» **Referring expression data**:
-- Opening Marker --
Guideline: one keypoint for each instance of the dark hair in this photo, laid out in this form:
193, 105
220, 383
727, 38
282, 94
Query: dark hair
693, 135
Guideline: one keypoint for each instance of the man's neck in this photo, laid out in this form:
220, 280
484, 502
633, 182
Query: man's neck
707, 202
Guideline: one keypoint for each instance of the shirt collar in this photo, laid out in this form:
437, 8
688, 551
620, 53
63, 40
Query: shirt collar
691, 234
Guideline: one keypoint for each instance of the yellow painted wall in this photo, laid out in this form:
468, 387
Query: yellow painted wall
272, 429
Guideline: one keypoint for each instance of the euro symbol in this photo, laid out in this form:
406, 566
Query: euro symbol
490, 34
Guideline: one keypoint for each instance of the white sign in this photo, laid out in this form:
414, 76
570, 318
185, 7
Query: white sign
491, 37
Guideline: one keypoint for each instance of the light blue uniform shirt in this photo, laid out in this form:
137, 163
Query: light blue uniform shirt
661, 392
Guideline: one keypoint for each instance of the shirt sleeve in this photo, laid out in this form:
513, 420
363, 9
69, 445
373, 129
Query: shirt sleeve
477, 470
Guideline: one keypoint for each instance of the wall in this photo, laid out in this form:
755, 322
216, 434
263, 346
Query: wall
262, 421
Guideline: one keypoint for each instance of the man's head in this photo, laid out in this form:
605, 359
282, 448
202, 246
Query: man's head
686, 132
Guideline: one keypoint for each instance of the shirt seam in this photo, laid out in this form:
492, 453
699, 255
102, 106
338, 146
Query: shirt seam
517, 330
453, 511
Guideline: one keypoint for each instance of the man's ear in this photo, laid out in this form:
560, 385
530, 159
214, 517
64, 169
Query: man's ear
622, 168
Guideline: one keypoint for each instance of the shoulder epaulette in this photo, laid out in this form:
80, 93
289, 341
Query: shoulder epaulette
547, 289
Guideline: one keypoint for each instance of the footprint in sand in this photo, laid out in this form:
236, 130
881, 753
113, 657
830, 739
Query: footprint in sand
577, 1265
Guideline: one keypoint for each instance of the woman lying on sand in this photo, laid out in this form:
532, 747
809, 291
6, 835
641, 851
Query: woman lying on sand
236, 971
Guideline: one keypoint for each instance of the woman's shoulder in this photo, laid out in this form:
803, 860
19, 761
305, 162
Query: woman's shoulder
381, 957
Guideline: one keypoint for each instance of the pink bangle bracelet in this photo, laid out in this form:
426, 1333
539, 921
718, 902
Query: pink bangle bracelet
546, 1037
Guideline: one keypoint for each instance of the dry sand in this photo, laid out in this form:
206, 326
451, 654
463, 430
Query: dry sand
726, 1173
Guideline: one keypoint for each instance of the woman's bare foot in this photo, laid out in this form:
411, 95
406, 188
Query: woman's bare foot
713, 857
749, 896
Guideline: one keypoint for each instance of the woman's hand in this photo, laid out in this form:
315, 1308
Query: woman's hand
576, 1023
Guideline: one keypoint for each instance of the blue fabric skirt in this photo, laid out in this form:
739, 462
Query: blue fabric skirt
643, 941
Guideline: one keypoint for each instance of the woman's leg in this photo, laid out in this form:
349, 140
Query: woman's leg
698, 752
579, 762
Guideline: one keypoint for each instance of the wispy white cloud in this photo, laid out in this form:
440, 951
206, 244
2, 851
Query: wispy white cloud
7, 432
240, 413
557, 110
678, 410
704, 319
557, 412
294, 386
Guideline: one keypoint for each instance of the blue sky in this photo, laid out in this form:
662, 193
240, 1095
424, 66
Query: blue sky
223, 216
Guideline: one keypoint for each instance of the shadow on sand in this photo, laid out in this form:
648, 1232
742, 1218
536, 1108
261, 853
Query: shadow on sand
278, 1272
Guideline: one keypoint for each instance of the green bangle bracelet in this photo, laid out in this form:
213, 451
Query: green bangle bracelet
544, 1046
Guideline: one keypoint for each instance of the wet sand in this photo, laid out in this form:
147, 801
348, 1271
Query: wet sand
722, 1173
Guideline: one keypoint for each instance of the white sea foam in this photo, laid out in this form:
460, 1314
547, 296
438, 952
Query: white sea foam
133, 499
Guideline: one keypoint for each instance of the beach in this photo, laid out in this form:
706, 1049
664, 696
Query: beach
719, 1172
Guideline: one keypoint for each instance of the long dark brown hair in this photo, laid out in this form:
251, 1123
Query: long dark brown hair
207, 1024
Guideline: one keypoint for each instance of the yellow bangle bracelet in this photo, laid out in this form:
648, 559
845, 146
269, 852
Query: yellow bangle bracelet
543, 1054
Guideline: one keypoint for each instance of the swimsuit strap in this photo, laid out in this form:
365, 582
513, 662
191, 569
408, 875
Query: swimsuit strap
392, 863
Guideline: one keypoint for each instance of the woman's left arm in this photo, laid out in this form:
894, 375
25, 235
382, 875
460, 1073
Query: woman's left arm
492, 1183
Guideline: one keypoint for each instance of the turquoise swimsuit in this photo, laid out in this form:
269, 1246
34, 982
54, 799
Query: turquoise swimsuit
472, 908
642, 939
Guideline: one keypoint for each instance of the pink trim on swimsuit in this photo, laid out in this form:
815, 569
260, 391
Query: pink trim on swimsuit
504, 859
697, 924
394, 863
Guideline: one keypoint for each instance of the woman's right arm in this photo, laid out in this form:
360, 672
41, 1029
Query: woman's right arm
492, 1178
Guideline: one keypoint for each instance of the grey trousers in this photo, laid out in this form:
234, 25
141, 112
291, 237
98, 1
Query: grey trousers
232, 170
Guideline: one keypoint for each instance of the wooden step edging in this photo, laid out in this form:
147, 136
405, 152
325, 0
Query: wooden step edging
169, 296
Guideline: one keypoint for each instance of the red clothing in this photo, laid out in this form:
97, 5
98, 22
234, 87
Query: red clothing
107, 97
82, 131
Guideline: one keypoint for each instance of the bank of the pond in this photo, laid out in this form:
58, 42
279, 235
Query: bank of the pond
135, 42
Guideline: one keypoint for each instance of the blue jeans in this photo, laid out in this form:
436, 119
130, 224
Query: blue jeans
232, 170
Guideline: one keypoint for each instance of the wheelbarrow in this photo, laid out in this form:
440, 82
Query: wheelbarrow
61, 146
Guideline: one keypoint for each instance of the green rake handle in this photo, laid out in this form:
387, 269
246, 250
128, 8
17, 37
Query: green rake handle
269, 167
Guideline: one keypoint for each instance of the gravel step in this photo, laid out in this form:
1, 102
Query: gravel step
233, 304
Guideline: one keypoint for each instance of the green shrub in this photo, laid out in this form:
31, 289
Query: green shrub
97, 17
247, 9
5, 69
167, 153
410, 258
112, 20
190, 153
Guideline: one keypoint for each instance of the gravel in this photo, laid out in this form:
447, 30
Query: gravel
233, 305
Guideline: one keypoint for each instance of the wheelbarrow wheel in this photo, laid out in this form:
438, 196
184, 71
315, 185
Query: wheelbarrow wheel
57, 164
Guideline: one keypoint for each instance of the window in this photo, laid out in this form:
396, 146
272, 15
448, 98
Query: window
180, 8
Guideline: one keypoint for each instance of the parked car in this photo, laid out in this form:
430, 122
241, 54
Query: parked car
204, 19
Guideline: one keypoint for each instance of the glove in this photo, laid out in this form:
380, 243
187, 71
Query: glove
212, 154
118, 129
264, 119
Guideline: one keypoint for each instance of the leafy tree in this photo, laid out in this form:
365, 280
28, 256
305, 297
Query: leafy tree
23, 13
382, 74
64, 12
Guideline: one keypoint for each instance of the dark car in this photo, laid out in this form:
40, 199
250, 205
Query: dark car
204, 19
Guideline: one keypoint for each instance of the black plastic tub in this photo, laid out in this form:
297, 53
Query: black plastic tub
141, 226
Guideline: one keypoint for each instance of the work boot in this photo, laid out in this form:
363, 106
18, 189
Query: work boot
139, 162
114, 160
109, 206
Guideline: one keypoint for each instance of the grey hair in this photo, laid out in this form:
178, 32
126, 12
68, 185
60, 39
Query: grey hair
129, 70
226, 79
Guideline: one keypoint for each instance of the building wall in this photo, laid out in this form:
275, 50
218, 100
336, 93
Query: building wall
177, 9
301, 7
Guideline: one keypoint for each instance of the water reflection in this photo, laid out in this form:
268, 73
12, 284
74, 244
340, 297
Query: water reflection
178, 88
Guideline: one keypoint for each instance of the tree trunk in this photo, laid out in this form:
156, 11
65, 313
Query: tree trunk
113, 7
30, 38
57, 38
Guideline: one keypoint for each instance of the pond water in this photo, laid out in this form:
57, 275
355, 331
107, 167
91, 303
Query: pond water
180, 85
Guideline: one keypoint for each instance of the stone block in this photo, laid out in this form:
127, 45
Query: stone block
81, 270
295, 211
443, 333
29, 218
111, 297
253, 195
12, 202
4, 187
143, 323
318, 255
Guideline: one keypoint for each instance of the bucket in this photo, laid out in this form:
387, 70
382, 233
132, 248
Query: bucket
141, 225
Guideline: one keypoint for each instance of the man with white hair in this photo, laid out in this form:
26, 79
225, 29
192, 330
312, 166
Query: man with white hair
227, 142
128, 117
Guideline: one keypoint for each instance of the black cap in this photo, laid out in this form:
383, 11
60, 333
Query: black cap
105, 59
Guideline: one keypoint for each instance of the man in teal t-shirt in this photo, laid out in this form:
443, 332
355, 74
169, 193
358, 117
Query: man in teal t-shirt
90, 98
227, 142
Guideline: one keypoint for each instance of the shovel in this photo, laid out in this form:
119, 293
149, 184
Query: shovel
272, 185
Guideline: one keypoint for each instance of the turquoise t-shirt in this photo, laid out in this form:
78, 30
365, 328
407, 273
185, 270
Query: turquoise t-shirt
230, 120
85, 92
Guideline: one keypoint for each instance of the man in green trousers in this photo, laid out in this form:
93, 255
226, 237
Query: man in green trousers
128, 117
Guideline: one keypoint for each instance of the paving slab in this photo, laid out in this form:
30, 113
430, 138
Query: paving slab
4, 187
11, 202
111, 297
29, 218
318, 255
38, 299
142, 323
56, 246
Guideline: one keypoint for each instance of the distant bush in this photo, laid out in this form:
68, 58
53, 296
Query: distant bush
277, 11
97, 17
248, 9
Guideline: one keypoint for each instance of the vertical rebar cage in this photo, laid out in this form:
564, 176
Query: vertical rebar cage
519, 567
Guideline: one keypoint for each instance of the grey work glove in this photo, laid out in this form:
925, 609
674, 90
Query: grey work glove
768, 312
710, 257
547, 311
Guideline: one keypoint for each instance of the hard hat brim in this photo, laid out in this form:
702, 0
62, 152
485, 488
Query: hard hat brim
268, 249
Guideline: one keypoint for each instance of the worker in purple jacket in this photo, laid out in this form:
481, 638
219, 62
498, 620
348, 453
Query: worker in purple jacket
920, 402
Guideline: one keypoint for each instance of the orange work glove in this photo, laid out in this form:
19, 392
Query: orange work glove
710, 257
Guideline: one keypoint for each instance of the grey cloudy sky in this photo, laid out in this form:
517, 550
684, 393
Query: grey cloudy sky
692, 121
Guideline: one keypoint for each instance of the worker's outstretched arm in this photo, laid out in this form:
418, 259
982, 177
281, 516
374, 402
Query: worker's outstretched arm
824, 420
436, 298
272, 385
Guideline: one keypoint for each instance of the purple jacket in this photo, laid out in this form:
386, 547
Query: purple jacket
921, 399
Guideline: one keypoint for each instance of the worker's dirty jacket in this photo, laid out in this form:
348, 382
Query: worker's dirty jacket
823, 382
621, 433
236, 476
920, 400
-- Closing Marker --
Above are the records; copy exactly the lines from the line with "Guideline: one keypoint for each instance of the glove" through the line with "Guideline: one keypoint for each instance of the water", both included.

Guideline: one keypoint for each instance of the glove in this photo, laid out in this form:
380, 243
187, 71
Query: glove
212, 154
118, 129
264, 119
Guideline: one keypoint for each instance of the leafy tree in this photo, laid out in this form:
365, 280
28, 256
305, 297
Query: leafy tree
23, 13
382, 74
64, 12
Guideline: one keypoint for each instance of the dark car in this photo, laid out in this form:
40, 199
250, 205
Query: dark car
204, 19
Guideline: one keypoint for each instance of the black plastic tub in this photo, laid out in this form:
297, 53
Query: black plastic tub
141, 226
Guideline: one keypoint for each instance of the work boot in this photo, laid out in this form:
363, 106
18, 189
Query: work boot
139, 162
114, 160
109, 206
Guideline: one keypoint for each instance of the grey hair in this photo, laid out in this form:
178, 32
126, 12
68, 185
60, 39
Query: grey hair
129, 70
226, 79
Guideline: one keypoint for each instance of the building wall in this photo, laid out in this form:
275, 50
218, 100
336, 93
Query: building wall
177, 9
301, 7
Guideline: one keypoint for each instance of the water reflection in this photo, laid out in this form:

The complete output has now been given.